WRITTEN REQUEST: Can you reproduce every row below verbatim, from the first to the last, without changing anything?

::: RECORDS SUPPLIED :::

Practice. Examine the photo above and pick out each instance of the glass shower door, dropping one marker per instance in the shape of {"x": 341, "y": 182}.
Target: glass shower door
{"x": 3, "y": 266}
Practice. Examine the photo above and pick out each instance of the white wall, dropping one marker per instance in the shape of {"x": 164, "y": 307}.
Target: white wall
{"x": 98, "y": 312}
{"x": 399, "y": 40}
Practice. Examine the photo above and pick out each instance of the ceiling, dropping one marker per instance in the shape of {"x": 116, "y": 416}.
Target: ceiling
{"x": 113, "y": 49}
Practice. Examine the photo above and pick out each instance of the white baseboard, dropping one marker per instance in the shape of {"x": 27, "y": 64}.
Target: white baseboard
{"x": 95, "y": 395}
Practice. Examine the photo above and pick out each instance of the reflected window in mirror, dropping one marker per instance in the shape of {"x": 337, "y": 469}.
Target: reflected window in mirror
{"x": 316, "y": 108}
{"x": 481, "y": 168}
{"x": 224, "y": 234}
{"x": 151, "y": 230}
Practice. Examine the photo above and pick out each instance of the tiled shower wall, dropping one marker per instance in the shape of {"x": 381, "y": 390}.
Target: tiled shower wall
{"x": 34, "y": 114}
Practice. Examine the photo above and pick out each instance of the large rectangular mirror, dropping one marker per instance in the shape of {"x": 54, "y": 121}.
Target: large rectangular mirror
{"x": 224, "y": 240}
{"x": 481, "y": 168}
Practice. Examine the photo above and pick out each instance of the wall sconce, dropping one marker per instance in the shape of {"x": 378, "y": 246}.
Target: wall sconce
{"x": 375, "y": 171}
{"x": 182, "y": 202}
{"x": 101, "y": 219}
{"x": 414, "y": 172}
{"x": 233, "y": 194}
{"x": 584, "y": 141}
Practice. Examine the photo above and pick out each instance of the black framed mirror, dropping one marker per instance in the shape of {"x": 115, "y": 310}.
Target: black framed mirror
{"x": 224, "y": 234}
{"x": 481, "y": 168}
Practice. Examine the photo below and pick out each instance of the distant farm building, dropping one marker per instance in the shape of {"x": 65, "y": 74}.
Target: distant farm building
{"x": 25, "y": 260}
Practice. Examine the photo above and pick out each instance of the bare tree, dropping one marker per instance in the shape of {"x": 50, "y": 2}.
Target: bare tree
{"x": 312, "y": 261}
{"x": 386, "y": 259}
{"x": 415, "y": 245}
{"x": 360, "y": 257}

:::

THE SOLUTION:
Practice. Examine the photo above and pick out each instance of the glass shower door, dropping one marker per instance in the shape of {"x": 341, "y": 182}.
Target: glass shower door
{"x": 3, "y": 266}
Practice. Examine the photo above and pick out each instance of the white wall, dropping one marker per instance in the shape of {"x": 164, "y": 307}.
Target: white wall
{"x": 98, "y": 312}
{"x": 399, "y": 40}
Practice. Examine the photo above and pick out each instance of the ceiling, dropping one marker per instance in the shape of {"x": 116, "y": 416}.
Target: ceiling
{"x": 113, "y": 49}
Practice. Examine the photo above and pick out each instance of the white baseboard, dropping one marker per instance in the shape of {"x": 27, "y": 64}.
Target: white baseboard
{"x": 95, "y": 395}
Practice. Examine the photo above and pick out each instance of the reflected window in mirror, dropping one marker per instance in the shape of {"x": 337, "y": 469}.
Target: reflected window in mirror
{"x": 316, "y": 108}
{"x": 481, "y": 168}
{"x": 224, "y": 234}
{"x": 151, "y": 230}
Practice. Examine the photo above and pick out each instance of the tiled shower wall, dropping one marker per instance in the shape of {"x": 381, "y": 390}.
Target: tiled shower wall
{"x": 34, "y": 114}
Practice. Examine the photo above and pick out each instance of the large rectangular mirror, dropping one marker per instance in the shape of {"x": 54, "y": 121}.
Target: large rectangular mirror
{"x": 224, "y": 240}
{"x": 481, "y": 168}
Practice. Examine the photo above and pick out each instance of the wall sconce, dropping one marker per instance in the shape of {"x": 378, "y": 246}.
Target: wall sconce
{"x": 375, "y": 171}
{"x": 182, "y": 202}
{"x": 101, "y": 219}
{"x": 414, "y": 172}
{"x": 233, "y": 194}
{"x": 584, "y": 141}
Practice. Examine the photo above and pick out each instance of the black framed mirror, dropping one marker per instance in the shape of {"x": 115, "y": 310}.
Target: black framed mirror
{"x": 224, "y": 234}
{"x": 481, "y": 168}
Practice. Examine the photo below and pick out each instance of the distant farm building, dropping one marker per instance in the shape of {"x": 65, "y": 74}.
Target: distant farm building
{"x": 25, "y": 260}
Practice. Examine the photo above and pick out each instance of the bare tree, dropping one marker per instance in the shape of {"x": 50, "y": 2}.
Target: bare tree
{"x": 312, "y": 261}
{"x": 386, "y": 259}
{"x": 415, "y": 245}
{"x": 360, "y": 257}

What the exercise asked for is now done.